• TEXTAUSZUG
■ ■ ■ ■ ■

Herr Kollege Becker hat das bereits ausgesprochen. Es ist eine bewußte Vergiftung der öffentlichen Atmosphäre und der öffentlichen Meinung, wenn etwas Derartiges behauptet wird.
Ein ebenso böses Wort hat eben der Herr Professor Schmid gebraucht, als er vom „kalten Staatsstreich" gesprochen hat.
Wir widersprechen dem, und ich protestiere nachdrücklich gegen eine solche falsche Unterstellung und bewußte Vergiftung der öffentlichen Meinung.
Wir behaupten, daß wir uns mit unserer heutigen Vorlage im Rahmen des Grundgesetzes halten. Das ist im einzelnen dargelegt worden. Wir könnten noch solange reden, wir werden darüber nie zu einer Einigung kommen.

■ ■ ■ ■ ■

• AUFGABEN
1) Übertrage den Satz „Wir widersprechen dem, und ich protestiere nachdrücklich gegen eine solche falsche Unterstellung und bewußte Vergiftung der öffentlichen Meinung.“ aus dem Textauszug ins Englische.
2) Schreib bitte aus dem Textauszug die Stelle ab, die bei „Herr Kollege Becker“ beginnt und bei „einer Einigung kommen.“ endet.

• AUSZUG DATENSATZ
■ ■ ■ ■ ■

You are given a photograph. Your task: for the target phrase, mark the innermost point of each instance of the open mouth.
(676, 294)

■ ■ ■ ■ ■

• ANTWORTEN JE AUFGABE
1) We object to that, and I protest emphatically against such a false insinuation and deliberate poisoning of public opinion.

2)
Herr Kollege Becker hat das bereits ausgesprochen. Es ist eine bewußte Vergiftung der öffentlichen Atmosphäre und der öffentlichen Meinung, wenn etwas Derartiges behauptet wird.
Ein ebenso böses Wort hat eben der Herr Professor Schmid gebraucht, als er vom „kalten Staatsstreich" gesprochen hat.
Wir widersprechen dem, und ich protestiere nachdrücklich gegen eine solche falsche Unterstellung und bewußte Vergiftung der öffentlichen Meinung.
Wir behaupten, daß wir uns mit unserer heutigen Vorlage im Rahmen des Grundgesetzes halten. Das ist im einzelnen dargelegt worden. Wir könnten noch solange reden, wir werden darüber nie zu einer Einigung kommen.